YOUR TASK:
Apart from the pictures, every entry must be retyped exactly.
:: SUPPLIED RECORDS ::
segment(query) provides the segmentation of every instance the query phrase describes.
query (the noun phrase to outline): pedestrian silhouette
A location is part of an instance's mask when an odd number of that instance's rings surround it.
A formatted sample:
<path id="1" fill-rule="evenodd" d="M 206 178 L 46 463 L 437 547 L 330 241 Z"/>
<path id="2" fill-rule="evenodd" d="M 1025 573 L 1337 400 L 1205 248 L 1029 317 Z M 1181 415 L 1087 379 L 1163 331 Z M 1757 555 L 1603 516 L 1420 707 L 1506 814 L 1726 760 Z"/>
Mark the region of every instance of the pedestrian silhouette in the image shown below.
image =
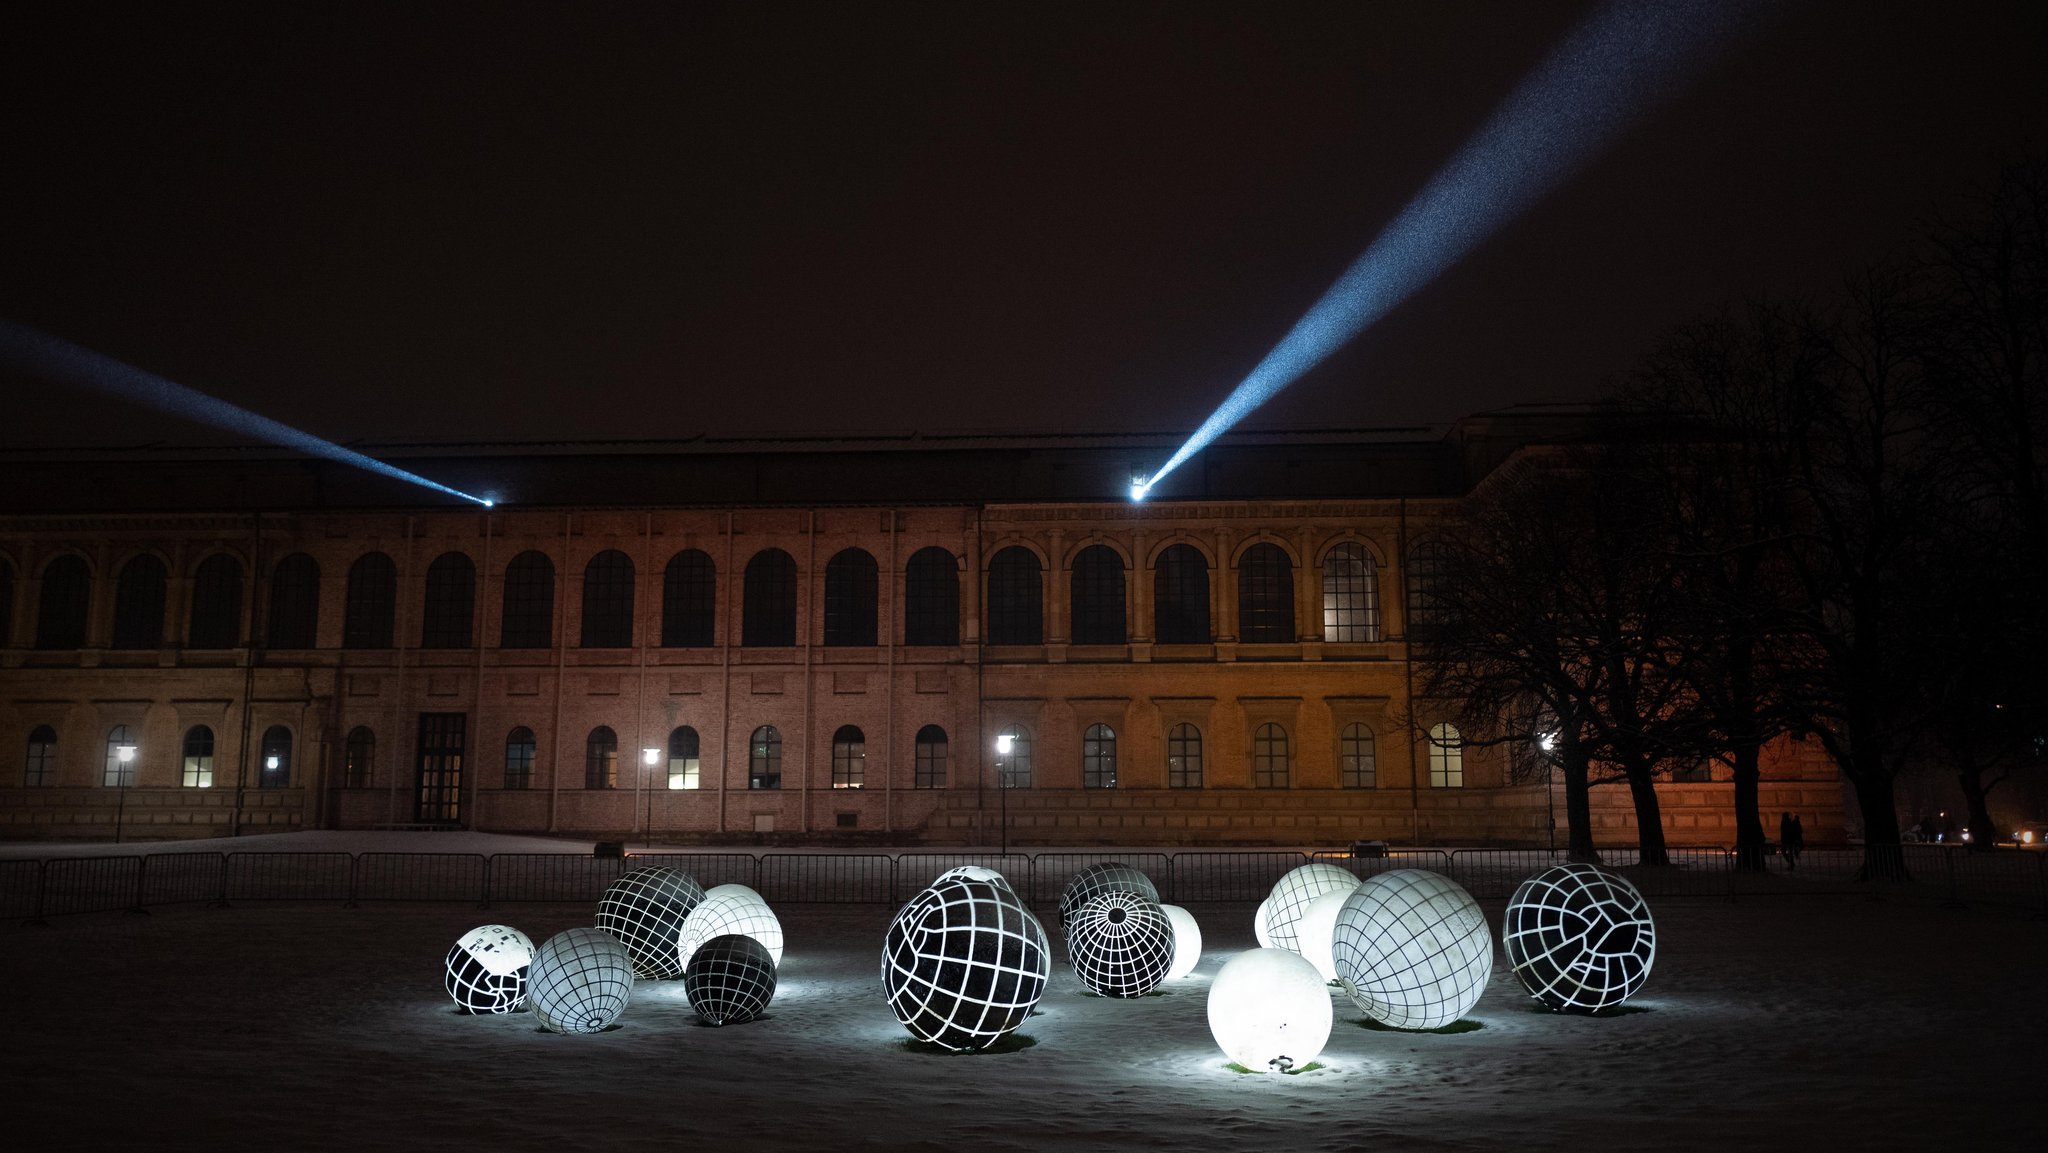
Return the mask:
<path id="1" fill-rule="evenodd" d="M 1803 826 L 1803 825 L 1801 825 L 1801 824 L 1799 823 L 1799 817 L 1798 817 L 1798 815 L 1797 815 L 1797 814 L 1794 814 L 1794 815 L 1793 815 L 1793 817 L 1792 817 L 1792 831 L 1791 831 L 1791 834 L 1790 834 L 1790 836 L 1788 836 L 1788 837 L 1786 838 L 1786 840 L 1785 840 L 1785 855 L 1786 855 L 1785 867 L 1786 867 L 1787 869 L 1796 869 L 1796 868 L 1798 868 L 1798 867 L 1799 867 L 1799 854 L 1801 854 L 1801 853 L 1803 853 L 1803 852 L 1805 852 L 1805 851 L 1806 851 L 1806 828 L 1805 828 L 1805 826 Z"/>
<path id="2" fill-rule="evenodd" d="M 1792 858 L 1792 814 L 1778 814 L 1778 855 L 1785 858 L 1785 867 L 1790 869 L 1796 862 Z"/>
:::
WRITTEN SOLUTION:
segment(query) provides the segmentation of every instance the query phrase describes.
query (the noun phrase to outline): pedestrian silhouette
A location is part of an instance's mask when an odd number of that instance's rings surround it.
A formatted sample:
<path id="1" fill-rule="evenodd" d="M 206 178 L 46 463 L 437 547 L 330 241 Z"/>
<path id="2" fill-rule="evenodd" d="M 1025 573 L 1337 400 L 1205 248 L 1029 317 Z M 1181 415 L 1087 379 L 1163 331 Z M 1757 555 L 1603 516 L 1420 707 L 1506 814 L 1726 760 Z"/>
Mark the region of every instance of the pedestrian silhouette in the image shown below.
image =
Return the mask:
<path id="1" fill-rule="evenodd" d="M 1803 826 L 1803 825 L 1801 825 L 1801 824 L 1799 823 L 1799 817 L 1798 817 L 1798 815 L 1797 815 L 1797 814 L 1794 814 L 1794 815 L 1793 815 L 1793 817 L 1792 817 L 1792 831 L 1791 831 L 1791 834 L 1790 834 L 1790 836 L 1788 836 L 1788 837 L 1786 838 L 1786 840 L 1785 840 L 1785 855 L 1786 855 L 1785 867 L 1786 867 L 1787 869 L 1796 869 L 1796 868 L 1798 868 L 1798 867 L 1799 867 L 1799 854 L 1801 854 L 1801 853 L 1803 853 L 1803 852 L 1805 852 L 1805 851 L 1806 851 L 1806 828 L 1805 828 L 1805 826 Z"/>
<path id="2" fill-rule="evenodd" d="M 1792 858 L 1792 814 L 1778 814 L 1778 855 L 1785 858 L 1785 867 L 1790 869 L 1796 862 Z"/>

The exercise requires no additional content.